WHAT YOU ARE ASKED TO DO: Hand back all of the records exactly as they read.

INFORMATION PROVIDED:

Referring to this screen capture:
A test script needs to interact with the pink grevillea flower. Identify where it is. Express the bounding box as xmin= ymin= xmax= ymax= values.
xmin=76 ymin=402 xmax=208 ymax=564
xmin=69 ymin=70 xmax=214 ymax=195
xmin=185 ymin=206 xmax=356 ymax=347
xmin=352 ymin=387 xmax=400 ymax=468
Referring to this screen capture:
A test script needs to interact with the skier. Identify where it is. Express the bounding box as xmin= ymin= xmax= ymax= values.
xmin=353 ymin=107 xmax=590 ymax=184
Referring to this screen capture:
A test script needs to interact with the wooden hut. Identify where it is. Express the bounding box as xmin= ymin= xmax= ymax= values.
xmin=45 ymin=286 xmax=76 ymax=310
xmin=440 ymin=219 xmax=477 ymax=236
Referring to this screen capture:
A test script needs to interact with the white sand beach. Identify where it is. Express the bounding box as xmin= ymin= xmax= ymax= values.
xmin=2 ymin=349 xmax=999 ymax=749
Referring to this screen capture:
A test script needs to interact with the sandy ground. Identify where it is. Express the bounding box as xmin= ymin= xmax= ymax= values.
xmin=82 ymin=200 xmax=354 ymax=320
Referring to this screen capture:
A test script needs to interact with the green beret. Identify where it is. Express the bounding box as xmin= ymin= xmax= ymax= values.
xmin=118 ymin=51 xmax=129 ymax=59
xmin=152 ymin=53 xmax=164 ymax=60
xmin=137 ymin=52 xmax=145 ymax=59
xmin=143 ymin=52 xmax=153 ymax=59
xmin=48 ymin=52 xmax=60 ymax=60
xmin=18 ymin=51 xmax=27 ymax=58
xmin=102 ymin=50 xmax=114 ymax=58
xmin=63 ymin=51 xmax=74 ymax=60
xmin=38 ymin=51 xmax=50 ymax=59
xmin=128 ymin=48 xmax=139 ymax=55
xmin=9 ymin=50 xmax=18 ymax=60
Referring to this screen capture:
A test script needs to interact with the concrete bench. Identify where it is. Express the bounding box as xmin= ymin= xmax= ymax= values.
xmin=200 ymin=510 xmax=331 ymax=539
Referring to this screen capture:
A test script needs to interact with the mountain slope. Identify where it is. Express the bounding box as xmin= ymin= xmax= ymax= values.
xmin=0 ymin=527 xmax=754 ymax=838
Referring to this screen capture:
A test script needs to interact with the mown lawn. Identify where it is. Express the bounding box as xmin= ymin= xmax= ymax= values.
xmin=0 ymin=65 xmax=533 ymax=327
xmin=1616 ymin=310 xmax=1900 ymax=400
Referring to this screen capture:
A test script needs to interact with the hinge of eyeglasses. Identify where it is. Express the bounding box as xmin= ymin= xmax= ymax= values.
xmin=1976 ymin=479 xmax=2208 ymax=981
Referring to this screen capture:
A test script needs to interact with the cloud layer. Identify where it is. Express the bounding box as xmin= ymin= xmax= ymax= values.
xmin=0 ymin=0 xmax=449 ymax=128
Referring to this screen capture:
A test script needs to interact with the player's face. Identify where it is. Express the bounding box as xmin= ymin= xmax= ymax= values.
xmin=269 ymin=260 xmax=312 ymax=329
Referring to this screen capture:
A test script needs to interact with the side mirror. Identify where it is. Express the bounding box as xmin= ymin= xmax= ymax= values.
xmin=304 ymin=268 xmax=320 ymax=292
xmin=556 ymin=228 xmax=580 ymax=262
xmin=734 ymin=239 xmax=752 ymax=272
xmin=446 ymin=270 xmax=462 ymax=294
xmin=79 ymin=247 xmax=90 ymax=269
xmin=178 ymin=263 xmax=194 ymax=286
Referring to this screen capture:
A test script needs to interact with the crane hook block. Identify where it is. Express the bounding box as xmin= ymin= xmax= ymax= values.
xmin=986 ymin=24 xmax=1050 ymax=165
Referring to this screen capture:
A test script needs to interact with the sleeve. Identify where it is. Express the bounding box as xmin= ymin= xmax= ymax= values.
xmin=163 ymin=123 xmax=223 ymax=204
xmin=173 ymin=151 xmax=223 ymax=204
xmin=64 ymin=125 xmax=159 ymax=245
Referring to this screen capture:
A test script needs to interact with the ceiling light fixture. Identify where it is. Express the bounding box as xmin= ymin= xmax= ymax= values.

RESPONSE FOR THIS EXERCISE:
Referring to this screen capture:
A test script needs to interact with the pink grevillea flower. Identify where it is. Express the bounding box as xmin= ymin= xmax= ymax= values.
xmin=76 ymin=402 xmax=208 ymax=564
xmin=69 ymin=70 xmax=214 ymax=195
xmin=185 ymin=206 xmax=356 ymax=347
xmin=352 ymin=387 xmax=400 ymax=468
Referring to this screen capture:
A test script needs to interact with the skier. Identify where it is. Express the bounding box as xmin= ymin= xmax= ymax= values.
xmin=353 ymin=107 xmax=590 ymax=184
Referring to this screen capture:
A test script needs to interact with the wooden hut. Identify where it is. Express the bounding box as xmin= ymin= xmax= ymax= values.
xmin=45 ymin=286 xmax=76 ymax=310
xmin=440 ymin=219 xmax=477 ymax=236
Referring to this screen capture:
A test script needs to interact with the white sand beach. Identify where it is. Express the bounding box as xmin= ymin= xmax= ymax= values.
xmin=2 ymin=349 xmax=999 ymax=749
Referring to this screen capture:
A test script needs to interact with the sandy ground. Identify where it is. Express the bounding box as xmin= ymin= xmax= ymax= values.
xmin=82 ymin=200 xmax=354 ymax=320
Referring to this screen capture:
A test script needs to interact with the green beret. Identify where it is. Express the bounding box as xmin= ymin= xmax= ymax= values.
xmin=118 ymin=51 xmax=129 ymax=59
xmin=152 ymin=53 xmax=164 ymax=60
xmin=137 ymin=52 xmax=145 ymax=59
xmin=143 ymin=52 xmax=153 ymax=59
xmin=48 ymin=52 xmax=60 ymax=60
xmin=18 ymin=51 xmax=27 ymax=58
xmin=102 ymin=50 xmax=114 ymax=58
xmin=63 ymin=51 xmax=74 ymax=60
xmin=38 ymin=51 xmax=50 ymax=59
xmin=128 ymin=48 xmax=139 ymax=55
xmin=9 ymin=50 xmax=18 ymax=60
Referring to this screen capture:
A test script needs to interact with the concrete bench. Identify where it is. Express the bounding box as xmin= ymin= xmax= ymax= values.
xmin=200 ymin=510 xmax=331 ymax=539
Referring to this screen capture:
A test script needs to interact with the mountain slope. Identify where it is. Express the bounding box as xmin= ymin= xmax= ymax= values.
xmin=0 ymin=527 xmax=754 ymax=838
Referring to this screen capture:
A test script needs to interact with the mown lawn. Identify where it is. Express the bounding box as xmin= ymin= xmax= ymax= values.
xmin=0 ymin=65 xmax=533 ymax=327
xmin=1616 ymin=310 xmax=1900 ymax=400
Referring to this screen capture:
A test script needs to interact with the hinge of eyeglasses. Identify where it is. Express the bounding box as xmin= ymin= xmax= ymax= values.
xmin=1976 ymin=479 xmax=2208 ymax=981
Referring to this screen capture:
A test script needs to interact with the cloud layer. Identify where it is. Express the bounding box as xmin= ymin= xmax= ymax= values.
xmin=0 ymin=0 xmax=449 ymax=128
Referring to this screen capture:
A test script needs to interact with the player's face. Identify where it is. Express the bounding box as xmin= ymin= xmax= ymax= values.
xmin=269 ymin=260 xmax=312 ymax=329
Referring to this screen capture:
A test script needs to interact with the side mirror. Identify where it is. Express the bounding box as xmin= ymin= xmax= ymax= values.
xmin=304 ymin=268 xmax=320 ymax=292
xmin=556 ymin=228 xmax=580 ymax=262
xmin=734 ymin=239 xmax=752 ymax=272
xmin=446 ymin=270 xmax=462 ymax=294
xmin=79 ymin=247 xmax=90 ymax=269
xmin=178 ymin=263 xmax=194 ymax=286
Referring to this screen capture:
A test script needs to interact with the crane hook block. Identify where it is. Express the bounding box as xmin= ymin= xmax= ymax= values.
xmin=986 ymin=24 xmax=1050 ymax=165
Referring to this screen capture:
A test script needs to interact with the sleeve. Identify where it is. Express the bounding box as xmin= ymin= xmax= ymax= values.
xmin=163 ymin=123 xmax=223 ymax=204
xmin=173 ymin=151 xmax=223 ymax=204
xmin=64 ymin=125 xmax=159 ymax=245
Referring to this screen capture:
A test script needs to interact with the ceiling light fixture. Identify where it is. Express the bounding box as xmin= ymin= xmax= ymax= values.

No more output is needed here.